• [WRITTEN TASK] Filter the rows below down to every line containing the word "wooden", matching its case exactly, and copy each such line.

• [DATA EXTRACT]
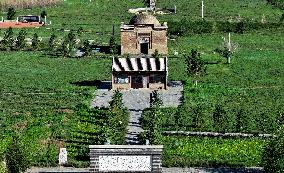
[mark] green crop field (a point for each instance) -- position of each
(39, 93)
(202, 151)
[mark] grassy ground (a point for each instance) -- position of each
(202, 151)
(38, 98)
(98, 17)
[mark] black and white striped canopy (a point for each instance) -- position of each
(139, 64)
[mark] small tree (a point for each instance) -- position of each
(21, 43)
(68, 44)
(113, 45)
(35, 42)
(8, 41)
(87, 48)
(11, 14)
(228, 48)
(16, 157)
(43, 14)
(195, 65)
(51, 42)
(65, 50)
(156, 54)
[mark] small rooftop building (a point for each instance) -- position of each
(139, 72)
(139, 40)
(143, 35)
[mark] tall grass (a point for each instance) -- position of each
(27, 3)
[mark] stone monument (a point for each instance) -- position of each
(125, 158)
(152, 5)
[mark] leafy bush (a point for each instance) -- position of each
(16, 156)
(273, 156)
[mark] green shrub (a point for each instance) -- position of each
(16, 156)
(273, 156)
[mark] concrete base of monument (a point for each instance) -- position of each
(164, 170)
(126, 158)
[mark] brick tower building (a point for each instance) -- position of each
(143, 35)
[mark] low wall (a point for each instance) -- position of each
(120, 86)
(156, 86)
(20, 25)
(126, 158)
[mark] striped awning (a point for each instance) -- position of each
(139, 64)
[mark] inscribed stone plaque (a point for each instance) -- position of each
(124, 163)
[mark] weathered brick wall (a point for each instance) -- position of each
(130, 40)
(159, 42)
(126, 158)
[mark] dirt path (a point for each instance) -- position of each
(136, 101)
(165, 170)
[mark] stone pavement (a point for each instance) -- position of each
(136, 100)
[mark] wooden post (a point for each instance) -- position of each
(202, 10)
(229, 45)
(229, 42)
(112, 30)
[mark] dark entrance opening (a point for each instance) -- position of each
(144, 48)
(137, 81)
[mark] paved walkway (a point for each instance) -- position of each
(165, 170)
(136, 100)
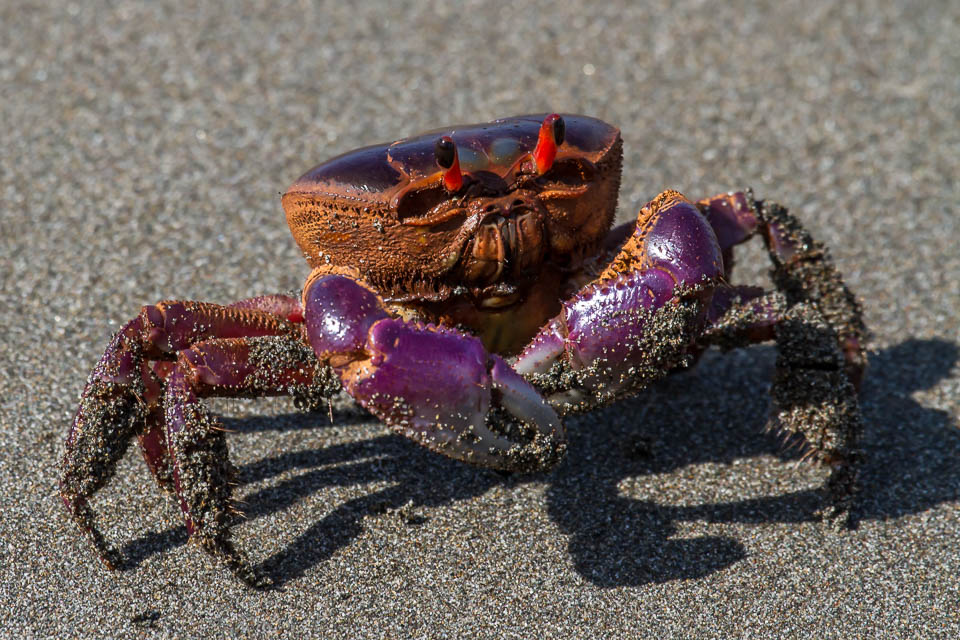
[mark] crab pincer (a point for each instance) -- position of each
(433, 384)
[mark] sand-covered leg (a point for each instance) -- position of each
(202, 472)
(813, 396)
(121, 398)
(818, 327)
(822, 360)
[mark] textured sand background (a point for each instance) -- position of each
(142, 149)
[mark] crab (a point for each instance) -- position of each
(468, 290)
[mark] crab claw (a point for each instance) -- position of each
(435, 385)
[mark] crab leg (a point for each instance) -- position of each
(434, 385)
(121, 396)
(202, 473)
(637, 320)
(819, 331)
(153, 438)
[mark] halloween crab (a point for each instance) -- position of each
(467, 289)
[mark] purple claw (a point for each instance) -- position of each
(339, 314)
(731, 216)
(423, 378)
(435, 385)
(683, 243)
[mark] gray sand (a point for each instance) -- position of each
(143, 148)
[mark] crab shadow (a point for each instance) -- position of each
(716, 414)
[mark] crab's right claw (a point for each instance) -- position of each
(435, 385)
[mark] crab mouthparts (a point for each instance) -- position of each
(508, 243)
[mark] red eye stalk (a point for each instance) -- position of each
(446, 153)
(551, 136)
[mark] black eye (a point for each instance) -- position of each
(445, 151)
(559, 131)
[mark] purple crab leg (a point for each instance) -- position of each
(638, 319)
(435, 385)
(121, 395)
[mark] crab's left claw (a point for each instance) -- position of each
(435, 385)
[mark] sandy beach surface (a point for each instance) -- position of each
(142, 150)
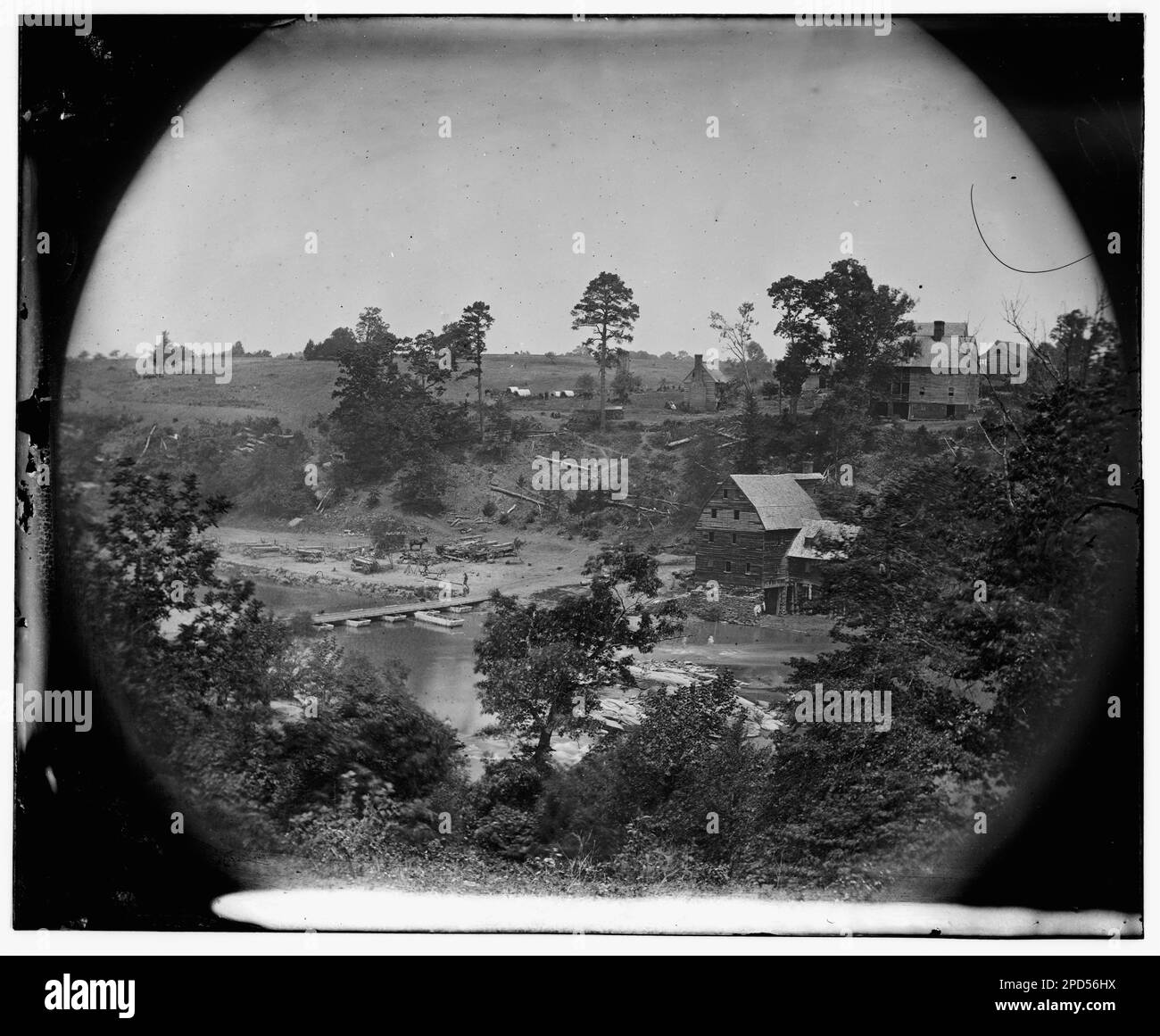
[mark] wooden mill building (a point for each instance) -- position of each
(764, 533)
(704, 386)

==

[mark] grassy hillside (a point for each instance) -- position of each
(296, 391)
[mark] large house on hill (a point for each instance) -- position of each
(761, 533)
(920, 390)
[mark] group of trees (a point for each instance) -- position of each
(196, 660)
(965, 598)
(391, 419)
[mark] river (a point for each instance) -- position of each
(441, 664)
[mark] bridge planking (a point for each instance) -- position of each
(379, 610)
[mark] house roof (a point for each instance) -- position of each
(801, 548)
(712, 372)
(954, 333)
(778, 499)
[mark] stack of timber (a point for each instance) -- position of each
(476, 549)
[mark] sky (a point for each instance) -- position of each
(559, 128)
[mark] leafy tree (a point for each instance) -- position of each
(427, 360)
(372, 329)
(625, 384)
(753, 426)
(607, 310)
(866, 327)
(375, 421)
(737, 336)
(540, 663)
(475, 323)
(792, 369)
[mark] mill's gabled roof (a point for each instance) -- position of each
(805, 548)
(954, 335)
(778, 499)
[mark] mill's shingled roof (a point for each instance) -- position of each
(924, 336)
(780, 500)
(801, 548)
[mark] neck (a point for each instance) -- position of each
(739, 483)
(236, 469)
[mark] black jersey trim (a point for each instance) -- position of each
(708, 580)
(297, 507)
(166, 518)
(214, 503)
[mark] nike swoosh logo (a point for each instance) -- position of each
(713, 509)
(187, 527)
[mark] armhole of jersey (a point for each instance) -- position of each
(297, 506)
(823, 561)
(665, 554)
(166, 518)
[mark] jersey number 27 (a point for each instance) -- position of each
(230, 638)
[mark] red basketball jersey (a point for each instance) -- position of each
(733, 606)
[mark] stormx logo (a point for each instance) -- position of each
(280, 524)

...

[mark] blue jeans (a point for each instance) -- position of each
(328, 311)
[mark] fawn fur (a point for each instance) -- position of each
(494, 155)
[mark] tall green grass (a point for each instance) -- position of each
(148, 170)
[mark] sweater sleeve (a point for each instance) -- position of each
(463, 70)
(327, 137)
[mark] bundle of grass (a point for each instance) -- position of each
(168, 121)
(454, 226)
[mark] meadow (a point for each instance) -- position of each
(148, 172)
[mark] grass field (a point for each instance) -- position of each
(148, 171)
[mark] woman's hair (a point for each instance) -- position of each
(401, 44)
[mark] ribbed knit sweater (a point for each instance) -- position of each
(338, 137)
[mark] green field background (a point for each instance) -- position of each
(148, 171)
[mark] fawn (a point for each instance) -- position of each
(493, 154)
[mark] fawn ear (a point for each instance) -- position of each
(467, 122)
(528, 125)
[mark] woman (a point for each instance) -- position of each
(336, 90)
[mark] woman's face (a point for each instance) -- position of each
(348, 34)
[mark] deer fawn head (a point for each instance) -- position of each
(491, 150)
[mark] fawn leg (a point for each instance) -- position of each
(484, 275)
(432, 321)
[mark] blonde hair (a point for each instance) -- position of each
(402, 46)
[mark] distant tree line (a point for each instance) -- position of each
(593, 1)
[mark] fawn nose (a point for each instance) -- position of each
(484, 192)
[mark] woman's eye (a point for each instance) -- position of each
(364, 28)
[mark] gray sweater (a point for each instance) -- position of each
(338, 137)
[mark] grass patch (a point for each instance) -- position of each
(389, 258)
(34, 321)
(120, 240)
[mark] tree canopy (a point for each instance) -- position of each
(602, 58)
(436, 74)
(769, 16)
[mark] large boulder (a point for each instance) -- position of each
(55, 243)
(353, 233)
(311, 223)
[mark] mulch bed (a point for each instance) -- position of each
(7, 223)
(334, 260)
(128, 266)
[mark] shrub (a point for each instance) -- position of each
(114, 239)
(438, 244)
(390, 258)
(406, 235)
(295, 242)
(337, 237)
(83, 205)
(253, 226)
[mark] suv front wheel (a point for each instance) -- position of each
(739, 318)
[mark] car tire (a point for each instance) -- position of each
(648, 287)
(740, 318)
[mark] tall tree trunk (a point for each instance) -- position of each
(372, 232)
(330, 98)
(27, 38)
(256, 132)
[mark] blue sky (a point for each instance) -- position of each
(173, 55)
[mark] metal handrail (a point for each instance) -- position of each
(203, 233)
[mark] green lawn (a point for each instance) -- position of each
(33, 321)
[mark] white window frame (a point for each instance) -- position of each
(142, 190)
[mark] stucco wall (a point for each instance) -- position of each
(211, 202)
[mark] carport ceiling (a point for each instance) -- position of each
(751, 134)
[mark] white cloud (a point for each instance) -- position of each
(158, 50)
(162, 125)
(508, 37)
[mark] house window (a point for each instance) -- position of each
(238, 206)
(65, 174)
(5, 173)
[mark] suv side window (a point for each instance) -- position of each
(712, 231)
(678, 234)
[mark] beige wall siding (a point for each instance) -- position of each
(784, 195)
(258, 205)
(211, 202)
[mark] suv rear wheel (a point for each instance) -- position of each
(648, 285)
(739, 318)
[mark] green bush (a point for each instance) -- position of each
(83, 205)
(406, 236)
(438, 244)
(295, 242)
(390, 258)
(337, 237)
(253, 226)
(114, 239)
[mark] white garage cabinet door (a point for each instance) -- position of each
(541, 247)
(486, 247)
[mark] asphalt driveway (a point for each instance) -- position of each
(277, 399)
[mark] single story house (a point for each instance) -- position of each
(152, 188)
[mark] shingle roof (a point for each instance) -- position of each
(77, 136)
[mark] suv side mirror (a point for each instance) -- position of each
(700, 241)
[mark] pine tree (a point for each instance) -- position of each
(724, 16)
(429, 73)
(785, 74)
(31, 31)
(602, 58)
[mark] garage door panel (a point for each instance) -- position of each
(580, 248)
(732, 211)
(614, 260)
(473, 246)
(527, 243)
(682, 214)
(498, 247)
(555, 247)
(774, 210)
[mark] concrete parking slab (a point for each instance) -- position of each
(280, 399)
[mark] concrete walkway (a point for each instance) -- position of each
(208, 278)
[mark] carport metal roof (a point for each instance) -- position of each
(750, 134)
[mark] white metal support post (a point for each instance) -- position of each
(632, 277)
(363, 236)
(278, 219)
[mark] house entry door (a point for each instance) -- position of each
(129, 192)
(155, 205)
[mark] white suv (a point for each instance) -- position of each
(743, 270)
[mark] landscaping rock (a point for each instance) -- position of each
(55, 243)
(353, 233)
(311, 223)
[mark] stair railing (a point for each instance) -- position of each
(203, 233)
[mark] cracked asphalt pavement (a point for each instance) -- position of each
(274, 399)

• [EXERCISE RESPONSE]
[mark] wooden post (a point for each instance) -- position of each
[mark] wooden mill building (a point for each instance) -- position of each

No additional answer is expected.